Restate the data exactly as given and keep the pictures out.

----------------

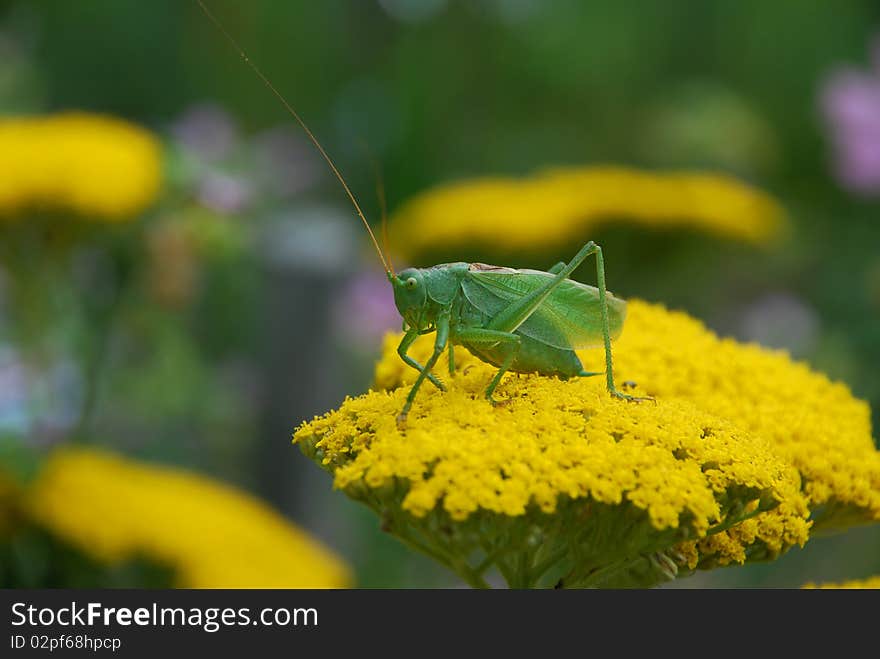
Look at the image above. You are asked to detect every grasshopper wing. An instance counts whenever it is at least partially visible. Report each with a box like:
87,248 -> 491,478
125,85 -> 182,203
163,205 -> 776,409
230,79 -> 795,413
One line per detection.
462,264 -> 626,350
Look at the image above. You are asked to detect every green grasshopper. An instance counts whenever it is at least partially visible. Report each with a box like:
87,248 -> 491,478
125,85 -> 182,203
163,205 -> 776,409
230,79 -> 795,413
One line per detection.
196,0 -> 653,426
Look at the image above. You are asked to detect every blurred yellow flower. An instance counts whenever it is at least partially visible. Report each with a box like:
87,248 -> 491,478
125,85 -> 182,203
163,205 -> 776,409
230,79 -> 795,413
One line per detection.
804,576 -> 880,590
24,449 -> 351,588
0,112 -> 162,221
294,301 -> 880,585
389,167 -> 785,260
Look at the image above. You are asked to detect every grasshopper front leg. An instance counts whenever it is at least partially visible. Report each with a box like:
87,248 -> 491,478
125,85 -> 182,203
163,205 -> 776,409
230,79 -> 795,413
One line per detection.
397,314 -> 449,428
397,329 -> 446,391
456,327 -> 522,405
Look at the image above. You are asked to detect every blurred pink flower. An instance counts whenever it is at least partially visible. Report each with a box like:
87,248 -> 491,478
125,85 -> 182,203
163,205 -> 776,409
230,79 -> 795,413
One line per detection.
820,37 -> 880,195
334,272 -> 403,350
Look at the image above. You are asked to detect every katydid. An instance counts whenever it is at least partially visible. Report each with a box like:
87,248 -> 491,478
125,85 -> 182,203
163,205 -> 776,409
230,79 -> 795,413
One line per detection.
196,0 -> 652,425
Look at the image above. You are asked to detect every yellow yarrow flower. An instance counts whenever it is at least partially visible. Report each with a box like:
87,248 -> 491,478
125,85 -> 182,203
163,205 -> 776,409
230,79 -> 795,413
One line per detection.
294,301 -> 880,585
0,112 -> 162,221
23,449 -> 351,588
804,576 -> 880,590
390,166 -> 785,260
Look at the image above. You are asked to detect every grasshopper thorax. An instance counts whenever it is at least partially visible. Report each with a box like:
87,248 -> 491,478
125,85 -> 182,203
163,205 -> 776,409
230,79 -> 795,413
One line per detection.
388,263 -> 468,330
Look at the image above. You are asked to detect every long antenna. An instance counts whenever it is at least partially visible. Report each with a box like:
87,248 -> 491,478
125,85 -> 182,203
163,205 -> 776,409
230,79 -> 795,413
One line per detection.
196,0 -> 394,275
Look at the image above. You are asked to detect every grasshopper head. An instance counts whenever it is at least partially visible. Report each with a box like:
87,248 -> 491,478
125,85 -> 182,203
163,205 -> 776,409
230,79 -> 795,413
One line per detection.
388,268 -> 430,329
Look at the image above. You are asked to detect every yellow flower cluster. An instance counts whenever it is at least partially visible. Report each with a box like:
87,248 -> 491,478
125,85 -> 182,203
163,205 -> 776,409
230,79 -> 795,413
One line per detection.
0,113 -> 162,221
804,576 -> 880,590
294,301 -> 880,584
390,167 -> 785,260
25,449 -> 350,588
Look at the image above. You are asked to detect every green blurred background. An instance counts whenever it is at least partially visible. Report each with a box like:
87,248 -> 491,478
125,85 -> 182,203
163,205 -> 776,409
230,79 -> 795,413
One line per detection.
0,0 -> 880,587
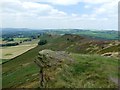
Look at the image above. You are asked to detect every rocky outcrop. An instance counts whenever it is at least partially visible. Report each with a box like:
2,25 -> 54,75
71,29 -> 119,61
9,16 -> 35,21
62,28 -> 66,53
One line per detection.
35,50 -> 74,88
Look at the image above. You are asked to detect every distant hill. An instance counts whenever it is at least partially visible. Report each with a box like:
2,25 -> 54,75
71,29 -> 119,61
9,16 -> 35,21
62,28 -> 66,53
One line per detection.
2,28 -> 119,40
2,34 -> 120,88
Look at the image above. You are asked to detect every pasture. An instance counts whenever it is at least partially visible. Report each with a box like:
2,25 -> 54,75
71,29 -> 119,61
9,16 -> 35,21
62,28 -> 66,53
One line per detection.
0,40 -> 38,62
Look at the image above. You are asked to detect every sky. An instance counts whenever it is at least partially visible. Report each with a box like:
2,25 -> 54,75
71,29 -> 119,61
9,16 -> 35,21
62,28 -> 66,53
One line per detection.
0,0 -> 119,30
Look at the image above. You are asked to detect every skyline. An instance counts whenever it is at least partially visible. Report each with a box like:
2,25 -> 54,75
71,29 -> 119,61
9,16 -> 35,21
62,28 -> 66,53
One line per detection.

----------------

-- RESULT OF THE EXERCISE --
Look at the image above. You are asked to detect every grasshopper wing. An instance counts whenever it is at least partially visible. Report each with a box like:
87,248 -> 491,478
125,85 -> 182,203
163,205 -> 776,409
230,79 -> 795,413
One line per detection.
462,264 -> 626,350
Look at the image above. You are asked to detect every green grasshopper. An instance counts whenever it is at least partially visible. Report each with a box like:
87,248 -> 491,478
125,85 -> 182,203
163,205 -> 776,409
230,79 -> 795,413
One line per detection.
196,0 -> 653,426
Look at the image above. You are asked to detect every blurred yellow flower. An instance counts whenever it is at least partially visible. Report each with a box like:
87,248 -> 491,478
125,85 -> 182,203
163,205 -> 776,409
230,79 -> 795,413
One line per detection.
804,576 -> 880,590
24,449 -> 351,588
0,112 -> 162,221
294,301 -> 880,585
389,167 -> 785,260
Look at the image above. You are asked to detect every grasshopper front leg. An instance counts whenever it is at least partially visible. Report each with a box like:
87,248 -> 491,478
125,85 -> 182,203
163,205 -> 776,409
230,79 -> 795,413
One line per detection.
397,314 -> 449,428
397,329 -> 446,391
456,327 -> 522,405
Look at the image above. You are asked to detect every blurred pink flower. An instance counts whenever it is at least partially visible. Report each with a box like:
87,248 -> 491,478
125,85 -> 182,203
163,205 -> 776,409
230,79 -> 795,413
One line per detection.
820,37 -> 880,195
334,272 -> 403,350
Look at the image above. You are asked to detect every katydid. An instance counts whenever it is at least partially visible. Report each with a box like:
87,248 -> 491,478
125,85 -> 182,203
163,205 -> 776,409
230,79 -> 795,413
One line per detection.
196,0 -> 652,425
Look at the image above. You are asked to detect every yellow yarrow flower. An instance counts whenever it is at least partially visible. Report each with a box like:
87,248 -> 491,478
125,85 -> 182,203
163,205 -> 776,409
230,79 -> 795,413
One line per detection.
294,301 -> 880,585
0,112 -> 162,221
23,449 -> 351,588
804,576 -> 880,590
390,166 -> 785,260
Look at the image above. You are asked to detect every grasshopper thorax. An instance counts whenever it is at least partially visible. Report each with a box like:
87,248 -> 491,478
125,85 -> 182,203
163,205 -> 776,409
230,79 -> 795,413
One line per detection.
388,263 -> 468,330
Look at the image above. You are asked to detect every long antenna. An instance counts whenever it is at least partially visible. Report each with a box like:
87,248 -> 491,478
125,85 -> 182,203
163,205 -> 776,409
230,79 -> 795,413
One line per detection.
196,0 -> 394,275
Look at the image above. You are asked to detect every grasshopper head. An instance counts whenever it is at least partially visible. Report each with a box like:
87,248 -> 491,478
125,85 -> 182,203
163,205 -> 776,409
230,79 -> 795,413
One line per detection.
388,268 -> 430,329
Look at the image above. You are asked to detect every yellow flower cluster. An instance counts whenever it is at least partially visible. Report each with a box like:
87,248 -> 491,478
125,85 -> 182,203
163,205 -> 776,409
230,79 -> 795,413
One line per detection.
0,113 -> 162,221
804,576 -> 880,590
294,301 -> 880,584
390,167 -> 785,260
25,449 -> 350,588
Look at the image above. You are asked to detect every green blurred background. An instance counts whenever it is at least partially visible. Report each with a box like:
87,248 -> 491,478
125,85 -> 182,203
163,205 -> 776,409
230,79 -> 795,413
One line per detection.
0,0 -> 880,587
Look at the image above. You are asked to detect every rocky outcrop. An instance counts whenever it is at least partially visible. Report each with a box like:
2,25 -> 54,75
71,29 -> 119,61
9,16 -> 35,21
62,28 -> 66,53
One line per detection.
35,50 -> 74,88
Look at the image above. You are asked to detect every distant hill. An instance counts whenever it is at least partially visible. Report each with a box like:
2,25 -> 54,75
71,29 -> 119,61
9,16 -> 35,21
62,28 -> 66,53
One line per detection.
2,28 -> 119,40
2,34 -> 120,88
Look at the image above. You are asked to detect every pasture. An instance counts whenever it is at least partially visible. Report each with a box like:
2,25 -> 54,75
71,29 -> 119,61
9,16 -> 35,21
62,28 -> 66,53
One line per detection.
0,40 -> 38,62
Look at the image above. You are asked to detect every sky. An instance counts whenever it is at least partially visible. Report each with a box like:
2,25 -> 54,75
71,29 -> 119,61
9,16 -> 35,21
62,28 -> 66,53
One line per detection.
0,0 -> 119,30
Look at the image above. You are asked to detect every skyline. An instance counts whenever it is at least partially visible. Report each with a box like:
2,25 -> 54,75
71,29 -> 119,61
9,16 -> 35,21
62,28 -> 66,53
One line per detection.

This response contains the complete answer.